Polygon annotations for photos
· · · ·

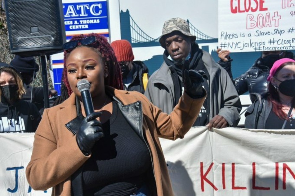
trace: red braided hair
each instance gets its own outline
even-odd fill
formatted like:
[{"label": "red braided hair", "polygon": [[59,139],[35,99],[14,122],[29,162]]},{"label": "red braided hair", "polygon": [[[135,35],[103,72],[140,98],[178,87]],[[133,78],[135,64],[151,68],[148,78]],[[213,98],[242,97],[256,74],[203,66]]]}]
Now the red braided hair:
[{"label": "red braided hair", "polygon": [[[81,34],[73,37],[70,41],[80,40],[87,37],[94,36],[96,37],[96,41],[94,43],[83,45],[83,47],[93,48],[96,49],[100,54],[101,54],[103,62],[109,70],[109,75],[105,79],[105,85],[110,86],[119,89],[123,89],[123,83],[120,66],[118,63],[115,53],[104,36],[97,33],[90,33],[87,35]],[[78,45],[81,45],[80,42]],[[65,65],[66,59],[71,52],[74,49],[65,50],[64,52],[64,69],[63,71],[62,81],[66,87],[69,96],[73,92],[68,80],[67,69]]]}]

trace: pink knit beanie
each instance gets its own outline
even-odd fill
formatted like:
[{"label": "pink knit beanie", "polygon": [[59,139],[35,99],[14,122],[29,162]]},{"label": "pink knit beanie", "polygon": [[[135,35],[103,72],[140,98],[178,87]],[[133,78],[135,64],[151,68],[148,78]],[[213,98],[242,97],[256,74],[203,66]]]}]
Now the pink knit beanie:
[{"label": "pink knit beanie", "polygon": [[134,60],[132,47],[127,40],[121,40],[114,41],[111,43],[111,46],[115,52],[118,62],[132,61]]},{"label": "pink knit beanie", "polygon": [[270,71],[269,75],[267,77],[267,81],[270,81],[270,78],[275,75],[275,72],[277,72],[277,70],[281,66],[287,62],[295,63],[295,61],[291,58],[281,58],[275,62],[272,66],[272,67],[271,67],[271,69],[270,69]]}]

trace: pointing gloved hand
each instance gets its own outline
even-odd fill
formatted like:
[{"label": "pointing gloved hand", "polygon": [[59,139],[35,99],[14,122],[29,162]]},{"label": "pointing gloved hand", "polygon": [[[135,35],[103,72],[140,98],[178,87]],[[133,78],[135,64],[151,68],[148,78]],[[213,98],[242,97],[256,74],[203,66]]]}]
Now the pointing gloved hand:
[{"label": "pointing gloved hand", "polygon": [[86,156],[91,153],[95,142],[105,136],[101,123],[96,119],[101,115],[100,112],[89,114],[85,117],[78,129],[76,136],[77,143]]},{"label": "pointing gloved hand", "polygon": [[189,62],[186,61],[182,70],[182,82],[184,90],[192,98],[198,98],[203,95],[202,83],[203,78],[208,79],[205,72],[202,70],[189,70]]}]

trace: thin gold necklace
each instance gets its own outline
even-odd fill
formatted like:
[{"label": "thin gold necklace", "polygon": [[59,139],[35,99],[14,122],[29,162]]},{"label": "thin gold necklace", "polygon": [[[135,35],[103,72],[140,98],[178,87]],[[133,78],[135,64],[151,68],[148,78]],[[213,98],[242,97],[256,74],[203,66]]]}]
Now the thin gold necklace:
[{"label": "thin gold necklace", "polygon": [[101,110],[102,110],[102,109],[103,109],[104,107],[105,107],[105,104],[106,104],[107,101],[108,100],[108,96],[107,95],[106,97],[105,98],[105,103],[103,105],[102,105],[102,106],[101,106],[101,109],[98,110],[99,111],[100,111]]},{"label": "thin gold necklace", "polygon": [[291,105],[292,105],[292,101],[290,101],[290,102],[284,102],[284,101],[281,101],[281,103],[282,104],[284,104],[285,105],[287,105],[288,106],[291,106]]}]

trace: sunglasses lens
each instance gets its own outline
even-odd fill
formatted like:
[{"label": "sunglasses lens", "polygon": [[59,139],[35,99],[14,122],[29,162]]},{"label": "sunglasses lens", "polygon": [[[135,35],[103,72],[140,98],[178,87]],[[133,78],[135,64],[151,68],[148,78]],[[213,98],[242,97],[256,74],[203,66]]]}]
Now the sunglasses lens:
[{"label": "sunglasses lens", "polygon": [[63,45],[64,49],[68,50],[75,48],[78,44],[77,41],[71,41],[65,43]]},{"label": "sunglasses lens", "polygon": [[95,42],[96,37],[94,36],[87,37],[81,40],[81,43],[82,45],[88,45]]}]

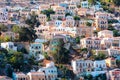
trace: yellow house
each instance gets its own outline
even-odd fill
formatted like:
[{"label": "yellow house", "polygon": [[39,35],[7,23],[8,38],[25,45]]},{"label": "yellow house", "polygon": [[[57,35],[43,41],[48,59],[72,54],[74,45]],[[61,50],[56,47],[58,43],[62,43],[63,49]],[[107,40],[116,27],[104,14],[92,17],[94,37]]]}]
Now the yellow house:
[{"label": "yellow house", "polygon": [[105,60],[107,67],[115,68],[116,67],[116,59],[115,58],[107,58]]}]

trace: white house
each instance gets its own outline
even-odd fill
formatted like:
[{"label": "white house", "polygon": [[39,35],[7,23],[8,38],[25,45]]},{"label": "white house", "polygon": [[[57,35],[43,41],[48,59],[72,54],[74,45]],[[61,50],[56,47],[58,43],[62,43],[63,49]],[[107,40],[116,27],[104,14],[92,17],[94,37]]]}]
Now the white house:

· · · ·

**TO BE DONE:** Recast the lines from the start of the records up to and including the line with "Now the red" as a Markdown table with the columns Row and Line. Skip blank lines and leave the pictures out.

**ANSWER TO THE EXERCISE:**
| Row | Line |
|---|---|
| 1 | trace: red braided hair |
| 2 | each instance gets its own outline |
| 3 | even-odd fill |
| 4 | formatted like: |
| 5 | [{"label": "red braided hair", "polygon": [[59,139],[35,99],[14,122],[29,162]]},{"label": "red braided hair", "polygon": [[[135,35],[103,72],[140,98],[178,87]],[[133,78],[135,64],[151,68],[148,78]],[[213,98],[242,97],[256,74],[203,66]]]}] |
| 6 | Now the red braided hair: |